• WRITTEN PROBLEM A:
Format the listing below as a JSON array of strings, one string per line and no blank lines, starting at the first line of the listing and ending with the line that contains "point(18, 49)", inclusive.

Insights to Africa:

A Quiz for the Fine Art Printmaking ITinerate Professor

by
Bill Ritchie
 
He’s one of hundreds who gets an e-mail from a South African student who’s considering fine art printmaking and asks ten questions to help her make the decision. It’s an opportunity for him to test himself—like a role-play reversal of student and teacher.

An e-mail message came to me today by way of Spain. It was from an art student in South Africa. Her letter included:

“I have an assignment, in which I need to find out about a Fine Artist in Printmaking in the Professional world. Printmaking is a form of art, which I have a great interest in and would be interesting to know how it works in the “REAL WORLD”.

Then she asked ten questions. I was impressed with the thoroughness of her letter, and the kinds of questions she asked. I went to the Web site of her school, Technikon, in Port Elizabeth. It was very well done, and on the fine arts page the illustration included an intaglio press. I sent her a reply instantly, telling her I got the questions and I wanted to answer them.

As I do this, I am thinking about being her professor, which of course is make-believe. The truth is, I would like to be among her professors because I want to be a Great World Teacher. That is my goal.

If I can answer her well, she will make a decision, which will serve her best. If I do not answer her well, she may make a bad decision. In the past I was paid to teach and, sometimes, advise students; a number of them chose to pursue fine art careers and out of this number a considerable segment succeeded.

Times have changed, though, and I am no longer on a campus like the one where this student is enrolled. Nor do I teach on a regular basis because I have promoted myself into the role of a world teacher, traveling on the Internet to places all around the world.

• RECORDS PROVIDED:

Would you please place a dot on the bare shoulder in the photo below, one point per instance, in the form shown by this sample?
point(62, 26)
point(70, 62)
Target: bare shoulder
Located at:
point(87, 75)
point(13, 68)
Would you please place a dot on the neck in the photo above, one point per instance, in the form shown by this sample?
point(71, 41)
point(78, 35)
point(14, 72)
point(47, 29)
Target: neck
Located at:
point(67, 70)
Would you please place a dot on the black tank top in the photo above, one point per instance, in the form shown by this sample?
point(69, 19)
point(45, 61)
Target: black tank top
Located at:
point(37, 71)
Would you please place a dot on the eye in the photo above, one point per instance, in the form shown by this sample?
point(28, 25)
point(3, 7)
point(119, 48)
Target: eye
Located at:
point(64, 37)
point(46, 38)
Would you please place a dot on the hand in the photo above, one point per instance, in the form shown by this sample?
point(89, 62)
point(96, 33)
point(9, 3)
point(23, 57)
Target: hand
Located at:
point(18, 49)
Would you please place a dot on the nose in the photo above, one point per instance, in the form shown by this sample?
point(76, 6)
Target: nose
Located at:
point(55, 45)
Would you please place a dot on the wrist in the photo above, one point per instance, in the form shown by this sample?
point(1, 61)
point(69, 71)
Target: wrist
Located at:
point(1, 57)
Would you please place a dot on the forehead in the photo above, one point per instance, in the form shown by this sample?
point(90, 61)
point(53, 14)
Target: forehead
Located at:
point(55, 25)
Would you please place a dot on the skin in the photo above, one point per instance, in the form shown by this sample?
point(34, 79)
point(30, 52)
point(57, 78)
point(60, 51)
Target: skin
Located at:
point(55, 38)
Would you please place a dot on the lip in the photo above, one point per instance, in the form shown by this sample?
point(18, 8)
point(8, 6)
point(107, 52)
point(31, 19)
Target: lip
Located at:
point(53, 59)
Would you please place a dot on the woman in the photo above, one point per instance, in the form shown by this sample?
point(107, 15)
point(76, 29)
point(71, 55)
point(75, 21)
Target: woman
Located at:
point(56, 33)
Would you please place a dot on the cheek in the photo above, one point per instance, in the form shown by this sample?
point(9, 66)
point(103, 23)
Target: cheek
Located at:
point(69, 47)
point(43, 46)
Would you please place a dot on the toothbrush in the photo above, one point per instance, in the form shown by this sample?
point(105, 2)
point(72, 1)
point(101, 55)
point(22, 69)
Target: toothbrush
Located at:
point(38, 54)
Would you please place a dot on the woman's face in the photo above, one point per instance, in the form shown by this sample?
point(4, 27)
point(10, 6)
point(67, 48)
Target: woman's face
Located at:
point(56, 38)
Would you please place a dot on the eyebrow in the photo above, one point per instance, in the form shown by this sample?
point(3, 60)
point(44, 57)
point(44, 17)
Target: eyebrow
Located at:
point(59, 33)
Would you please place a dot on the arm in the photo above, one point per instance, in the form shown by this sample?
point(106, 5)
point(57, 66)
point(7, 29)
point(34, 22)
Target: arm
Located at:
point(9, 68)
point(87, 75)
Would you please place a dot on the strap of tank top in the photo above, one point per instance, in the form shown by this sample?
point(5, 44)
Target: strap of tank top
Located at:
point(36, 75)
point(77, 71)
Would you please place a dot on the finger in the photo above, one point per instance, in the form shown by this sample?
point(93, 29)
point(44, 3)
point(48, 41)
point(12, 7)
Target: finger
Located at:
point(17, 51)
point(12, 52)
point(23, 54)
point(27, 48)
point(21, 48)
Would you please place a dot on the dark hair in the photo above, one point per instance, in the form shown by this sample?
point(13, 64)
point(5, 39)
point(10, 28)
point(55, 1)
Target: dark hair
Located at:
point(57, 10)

• WRITTEN PROBLEM B:
According to the "Insights to Africa" text, in what city is the student's school, Technikon, located?

• CORRECT RESPONSE A:
[
  "Would you please place a dot on the bare shoulder in the photo below, one point per instance, in the form shown by this sample?",
  "point(62, 26)",
  "point(70, 62)",
  "Target: bare shoulder",
  "Located at:",
  "point(87, 75)",
  "point(13, 68)",
  "Would you please place a dot on the neck in the photo above, one point per instance, in the form shown by this sample?",
  "point(71, 41)",
  "point(78, 35)",
  "point(14, 72)",
  "point(47, 29)",
  "Target: neck",
  "Located at:",
  "point(67, 70)",
  "Would you please place a dot on the black tank top in the photo above, one point per instance, in the form shown by this sample?",
  "point(69, 19)",
  "point(45, 61)",
  "Target: black tank top",
  "Located at:",
  "point(37, 71)",
  "Would you please place a dot on the eye in the photo above, one point per instance, in the form shown by this sample?",
  "point(28, 25)",
  "point(3, 7)",
  "point(119, 48)",
  "Target: eye",
  "Located at:",
  "point(64, 37)",
  "point(46, 38)",
  "Would you please place a dot on the hand in the photo above, one point per instance, in the form shown by this sample?",
  "point(89, 62)",
  "point(96, 33)",
  "point(9, 3)",
  "point(23, 57)",
  "Target: hand",
  "Located at:",
  "point(18, 49)"
]

• CORRECT RESPONSE B:
Port Elizabeth.